EXERCISE GOAL: The response must reproduce every record below without alteration.
--- INPUT Enclosed Below ---
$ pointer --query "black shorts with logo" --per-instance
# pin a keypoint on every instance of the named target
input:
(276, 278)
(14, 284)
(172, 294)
--- End of Enclosed INPUT ---
RESULT OF THE EXERCISE:
$ pointer --query "black shorts with logo" --per-instance
# pin a keypoint on every instance of the named target
input:
(276, 278)
(14, 284)
(172, 294)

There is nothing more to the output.